▼

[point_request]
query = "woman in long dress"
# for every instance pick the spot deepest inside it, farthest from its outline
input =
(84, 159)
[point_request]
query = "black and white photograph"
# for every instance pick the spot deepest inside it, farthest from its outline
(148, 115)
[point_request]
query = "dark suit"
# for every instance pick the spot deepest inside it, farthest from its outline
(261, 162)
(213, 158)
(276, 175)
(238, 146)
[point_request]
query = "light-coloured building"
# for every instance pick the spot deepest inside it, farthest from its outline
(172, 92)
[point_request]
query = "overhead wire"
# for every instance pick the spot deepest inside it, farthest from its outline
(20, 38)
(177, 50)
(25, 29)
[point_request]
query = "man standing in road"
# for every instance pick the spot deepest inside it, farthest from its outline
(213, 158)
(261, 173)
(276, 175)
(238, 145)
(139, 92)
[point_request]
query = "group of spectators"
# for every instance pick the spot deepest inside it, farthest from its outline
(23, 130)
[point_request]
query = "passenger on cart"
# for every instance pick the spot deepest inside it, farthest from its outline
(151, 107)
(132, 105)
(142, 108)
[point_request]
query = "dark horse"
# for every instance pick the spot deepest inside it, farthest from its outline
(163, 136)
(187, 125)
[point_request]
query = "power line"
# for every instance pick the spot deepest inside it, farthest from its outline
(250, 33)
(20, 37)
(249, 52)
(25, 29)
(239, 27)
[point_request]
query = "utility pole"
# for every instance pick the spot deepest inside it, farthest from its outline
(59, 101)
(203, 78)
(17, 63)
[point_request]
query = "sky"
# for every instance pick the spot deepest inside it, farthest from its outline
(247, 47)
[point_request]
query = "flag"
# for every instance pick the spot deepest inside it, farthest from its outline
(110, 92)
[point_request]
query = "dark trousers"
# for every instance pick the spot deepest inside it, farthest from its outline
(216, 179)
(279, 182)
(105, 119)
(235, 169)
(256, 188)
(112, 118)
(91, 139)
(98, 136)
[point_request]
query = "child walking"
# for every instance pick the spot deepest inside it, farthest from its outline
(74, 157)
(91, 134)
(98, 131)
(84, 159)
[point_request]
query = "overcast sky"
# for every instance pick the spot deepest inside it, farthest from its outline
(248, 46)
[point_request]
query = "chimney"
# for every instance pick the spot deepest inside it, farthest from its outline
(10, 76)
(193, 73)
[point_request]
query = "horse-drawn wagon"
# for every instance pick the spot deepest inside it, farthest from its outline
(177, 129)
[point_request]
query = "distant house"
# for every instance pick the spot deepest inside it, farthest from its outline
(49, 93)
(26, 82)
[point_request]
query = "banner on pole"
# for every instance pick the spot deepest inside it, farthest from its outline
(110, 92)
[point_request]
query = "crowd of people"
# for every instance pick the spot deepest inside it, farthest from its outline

▲

_Instructions for the task_
All of the data shown above must be copied exactly.

_Exercise output_
[point_request]
query = "woman in long dress"
# for every instance pick the spot deepest inside it, farthest from its outline
input =
(84, 159)
[point_request]
query = "black and white photograph"
# for every instance pick the spot deepest inside it, farthest from its outline
(148, 115)
[point_request]
query = "dark suit"
# for every instance pick the spot deepest inside it, farthest from its outline
(261, 162)
(213, 158)
(276, 175)
(238, 146)
[point_request]
query = "light-coloured building"
# for every instance pick the spot deepest inside it, farthest from its outline
(172, 92)
[point_request]
query = "overhead wire"
# for every instance pick the spot deepest inside it, farthest from its outline
(20, 38)
(177, 50)
(25, 29)
[point_request]
query = "man standing in road"
# for every instance pick the spot deepest inside it, farthest from its outline
(213, 158)
(261, 173)
(276, 175)
(238, 145)
(139, 92)
[point_request]
query = "group of spectators"
# for every instance pick the spot deepest inside it, farthest from its outline
(23, 130)
[point_request]
query = "passenger on cart"
# for every instance pick the spot deepest inside it, farthest from its outline
(151, 107)
(132, 105)
(142, 108)
[point_request]
query = "dark horse"
# for every instance pick the spot deepest inside it, farthest from its outline
(163, 136)
(187, 125)
[point_request]
query = "power line"
# for every instance pick the spot deepest inside it, farthest from its outline
(250, 33)
(20, 37)
(249, 52)
(25, 29)
(239, 27)
[point_request]
query = "utility pole"
# for every instance pick the spot deepest inside it, farthest from its outline
(59, 101)
(203, 78)
(17, 63)
[point_request]
query = "sky"
# for every instance pick the spot deepest inside it, farthest from its outline
(247, 47)
[point_request]
query = "flag"
# for every instance pick the spot deepest inside it, farthest from its outline
(110, 92)
[point_request]
query = "dark trousers"
# for every instance pick the spot deepest inside it, farthest from its outline
(216, 179)
(279, 182)
(105, 119)
(235, 169)
(256, 188)
(112, 118)
(91, 139)
(98, 136)
[point_request]
query = "child walking"
# for every instance pick the spot deepest inside it, farthest from its outline
(74, 157)
(91, 134)
(98, 131)
(84, 159)
[point_request]
query = "overcast sky"
# for every instance pick the spot deepest inside it, farthest from its outline
(248, 46)
[point_request]
query = "chimney"
# for every instance pick the spot deepest inside it, farthest from its outline
(10, 76)
(193, 73)
[point_request]
query = "horse-drawn wagon"
# for every instance pick the spot deepest inside it, farthest from its outline
(177, 129)
[point_request]
query = "distant house"
# for every instance pick the spot deepest inside it, farthest from its outline
(49, 93)
(26, 82)
[point_request]
query = "banner on pole"
# for every instance pick the spot deepest inside it, farthest from its outline
(110, 92)
[point_request]
query = "crowd of people"
# for every instance pick the spot deepest inside it, farthest from its outline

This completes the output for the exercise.